Source passage:

:::::

“We are in the age of the customer” that is what many across industries are hearing on a daily basis whether in the news, online or in their company or organization meetings.
Some shrug and say what is so different?
“We have always needed customers to buy our products, read our content or we have always needed members to belong to our organization. We are here to provide to our customers/members and reap the revenue and other benefits.”
In many regards, those statements are still very true but….
We are in the age of the customer because customers and members have more choice and control than ever before as a result of technology and digital.
Customers and members have devices, screens and many new ways to interact with competitors and us that simply didn’t exist or weren’t well adopted just a few short years ago.
ASIDE: A customer can research your products online, compare them to others, talk to their friends and family, go into a physical store, talk to your staff, decide to purchase that product then go home and contact customer service.
All of those new ways to interact can be described as multi-channel where a “channel” can represents the telephone call center, the online support center, the website, the mobile site or app, the physical store.
Previously, each of those channels were possibly used by silos of customers and managed by a silo within the company or organization. Today one customer uses all of those different channels to interact with your business or organization.
ASIDE: A recent Harris Interactive study shows that 63 percent of consumers who encounter a bad mobile experience from an organization also believe that organization will not meet their expectations across all channels beyond mobile such as Web and bricks and mortar.
In the age of the customer and in recognition that we live in a multi-channel world, each of those interactions can be an opportunity or a chance for failure. If you have five channels representing each product and if you have say 5 products: that results in 25 different opportunities to satisfy the customer or it results in 25 chances to create a dissatisfied customer. The dissatisfied or satisfied customer is then, via word of mouth, going to share his or her opinion with others.
Companies and organizations monitor and collect data for each of the channels and share that information forward. Often the results are kept in context of the silo without connectivity to how that silo is or isn’t impacting the overall multi-channel experience.
Measuring a channel in isolation is only telling part of the story. It is like seeing only one side of the coin. You can guess what is on the other side but isn’t it better to know concretely?
Acting or reacting to the single channel performance, without consideration of all of the channels, is only giving you a small amount of information on your customers or members interactions with you.
That single view does not provide you the opportunity to see that one customer/member and their interactions across all channel experiences.
That single view is not showing you what your company or organization’s entire multi-channel experience looks like.
If the experience lacks consistency your customer and members will be confused about who you are, what your brand represents and what they can expect from you.
You are setting yourself up for misinformed decision-making.
ASIDE: I had the privilege to keynote a conference a few weeks ago. My talk focused on the Multi-Channel Customer Journey similar to this post. I asked the 200 attendees who had mapped the customer’s digital journey. One hand was raised. I then asked who had mapped the “Multi-Channel Customer Journey”; no hands went up. What was most shocking to me is that it is 2015. The web, mobile and screens are engrained in society and customers are becoming more and more comfortable interacting across all channels. Mapping the customer journey is critical to understanding.

:::::

Exercise materials:
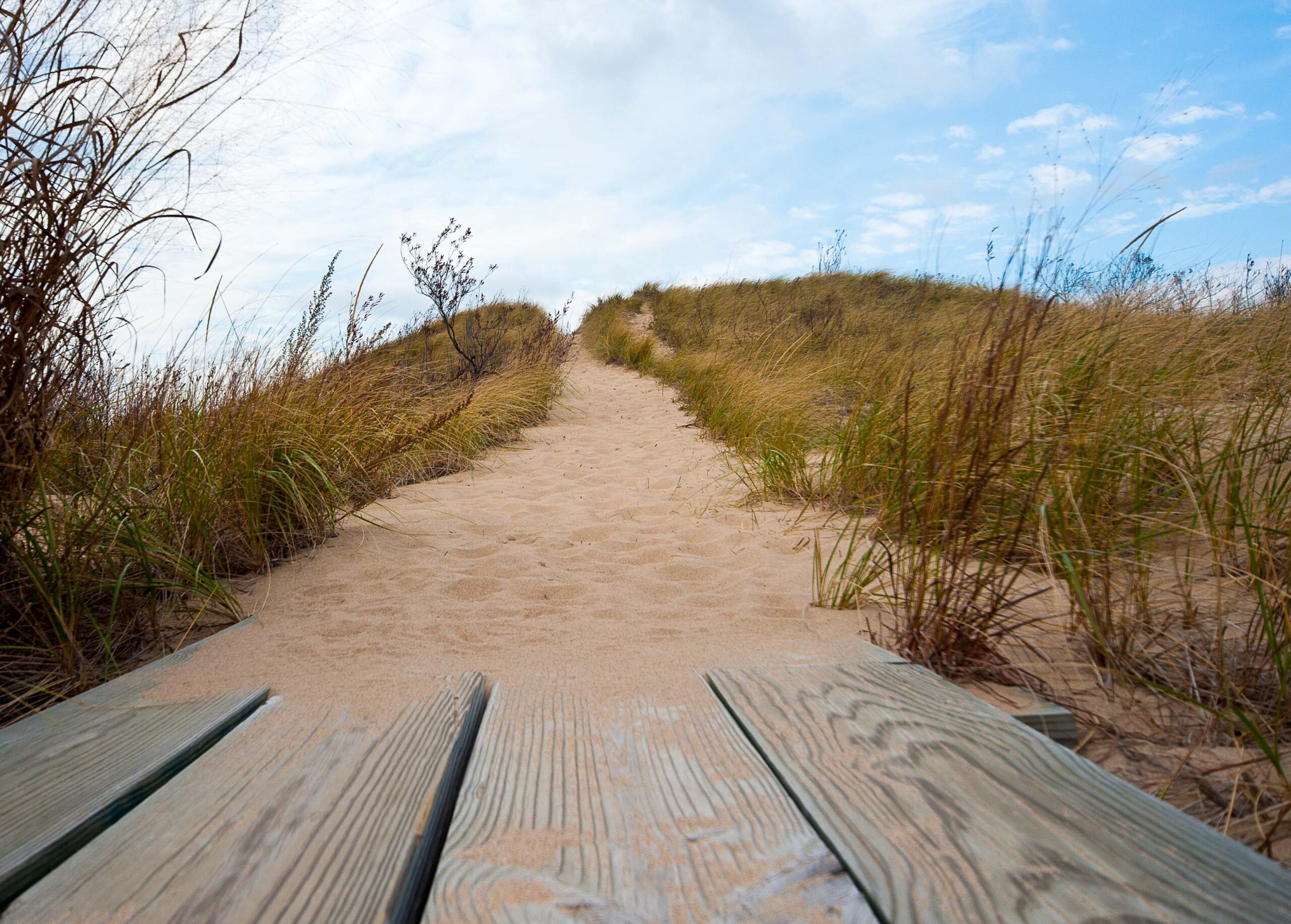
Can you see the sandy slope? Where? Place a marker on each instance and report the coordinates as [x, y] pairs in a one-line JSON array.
[[609, 545]]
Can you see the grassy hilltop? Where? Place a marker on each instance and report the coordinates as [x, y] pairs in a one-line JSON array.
[[158, 487], [1114, 458]]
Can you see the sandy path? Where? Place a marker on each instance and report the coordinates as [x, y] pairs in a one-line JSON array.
[[609, 546]]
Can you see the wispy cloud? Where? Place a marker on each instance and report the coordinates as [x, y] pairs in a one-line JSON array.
[[1158, 147], [1063, 117], [992, 180], [1059, 179], [1228, 198], [1187, 117]]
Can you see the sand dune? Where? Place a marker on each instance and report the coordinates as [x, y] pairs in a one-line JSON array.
[[609, 545]]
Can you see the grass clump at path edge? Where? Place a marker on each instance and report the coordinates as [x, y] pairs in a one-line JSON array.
[[1107, 453]]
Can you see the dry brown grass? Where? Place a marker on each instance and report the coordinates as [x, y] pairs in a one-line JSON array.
[[1096, 481]]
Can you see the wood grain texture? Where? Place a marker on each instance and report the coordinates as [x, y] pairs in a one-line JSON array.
[[1049, 719], [69, 772], [634, 812], [298, 815], [947, 810]]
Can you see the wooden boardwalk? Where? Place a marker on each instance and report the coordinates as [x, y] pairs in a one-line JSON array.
[[863, 791]]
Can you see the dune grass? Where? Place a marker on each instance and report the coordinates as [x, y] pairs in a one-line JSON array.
[[162, 484], [1116, 448]]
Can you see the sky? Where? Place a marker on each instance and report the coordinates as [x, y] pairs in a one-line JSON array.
[[596, 146]]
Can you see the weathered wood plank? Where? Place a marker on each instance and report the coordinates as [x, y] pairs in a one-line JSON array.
[[1047, 718], [584, 811], [946, 810], [69, 772], [298, 815]]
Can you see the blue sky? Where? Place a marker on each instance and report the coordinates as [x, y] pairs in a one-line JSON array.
[[596, 146]]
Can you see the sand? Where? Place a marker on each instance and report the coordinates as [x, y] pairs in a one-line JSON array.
[[610, 545]]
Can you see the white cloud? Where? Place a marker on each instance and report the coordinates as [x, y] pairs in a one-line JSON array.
[[899, 200], [1187, 117], [1227, 198], [903, 222], [1160, 147], [1062, 117], [1276, 193], [512, 116], [992, 180], [1059, 179]]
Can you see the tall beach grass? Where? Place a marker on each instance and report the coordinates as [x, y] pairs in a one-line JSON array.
[[1113, 447], [163, 483]]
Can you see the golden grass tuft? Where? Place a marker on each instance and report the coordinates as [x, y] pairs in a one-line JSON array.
[[1114, 452], [159, 487]]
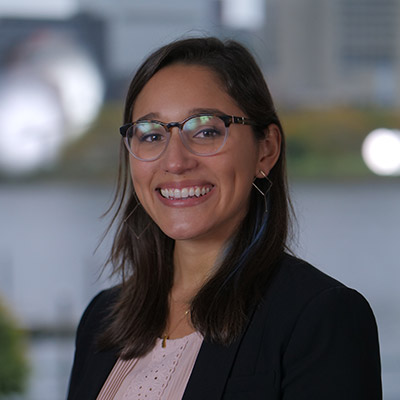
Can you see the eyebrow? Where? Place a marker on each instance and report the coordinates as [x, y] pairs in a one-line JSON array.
[[193, 111]]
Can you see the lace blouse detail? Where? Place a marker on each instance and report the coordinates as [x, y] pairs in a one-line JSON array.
[[161, 374]]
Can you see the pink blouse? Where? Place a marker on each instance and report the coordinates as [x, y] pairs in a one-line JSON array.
[[162, 374]]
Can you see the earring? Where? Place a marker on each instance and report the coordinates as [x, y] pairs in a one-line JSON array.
[[264, 194], [125, 221]]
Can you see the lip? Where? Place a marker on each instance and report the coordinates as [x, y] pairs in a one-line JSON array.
[[196, 192]]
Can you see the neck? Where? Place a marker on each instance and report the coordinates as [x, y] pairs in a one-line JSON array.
[[193, 265]]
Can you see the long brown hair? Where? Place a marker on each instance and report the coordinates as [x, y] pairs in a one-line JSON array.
[[219, 310]]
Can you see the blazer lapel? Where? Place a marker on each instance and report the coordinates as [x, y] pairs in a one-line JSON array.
[[212, 368], [97, 371]]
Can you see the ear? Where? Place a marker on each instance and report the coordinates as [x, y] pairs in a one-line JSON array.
[[269, 150]]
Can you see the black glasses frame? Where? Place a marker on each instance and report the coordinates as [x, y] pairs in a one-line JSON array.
[[227, 119]]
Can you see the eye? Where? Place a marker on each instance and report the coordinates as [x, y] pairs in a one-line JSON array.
[[149, 133], [207, 133], [151, 137]]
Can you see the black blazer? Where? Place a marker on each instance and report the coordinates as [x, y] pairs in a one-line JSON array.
[[311, 338]]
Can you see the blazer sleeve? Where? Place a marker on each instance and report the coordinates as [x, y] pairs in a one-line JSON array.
[[84, 342], [333, 351]]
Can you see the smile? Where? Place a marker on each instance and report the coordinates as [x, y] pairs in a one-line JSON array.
[[185, 193]]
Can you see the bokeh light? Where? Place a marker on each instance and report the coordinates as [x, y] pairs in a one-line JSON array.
[[49, 95], [381, 151]]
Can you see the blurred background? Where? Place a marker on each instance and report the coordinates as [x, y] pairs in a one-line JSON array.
[[333, 67]]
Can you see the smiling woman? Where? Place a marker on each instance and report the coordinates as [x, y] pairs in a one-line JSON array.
[[210, 305]]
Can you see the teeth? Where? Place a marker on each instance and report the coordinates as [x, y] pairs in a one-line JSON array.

:::::

Work to complete:
• a. According to the article on the age of the customer, what percentage of consumers who encounter a bad mobile experience believe the organization will not meet their expectations across other channels?
• b. Count the lines of the listing that contain the string "sandy", treating case as significant, and give only the number.

The solutions:
• a. 63 percent

• b. 2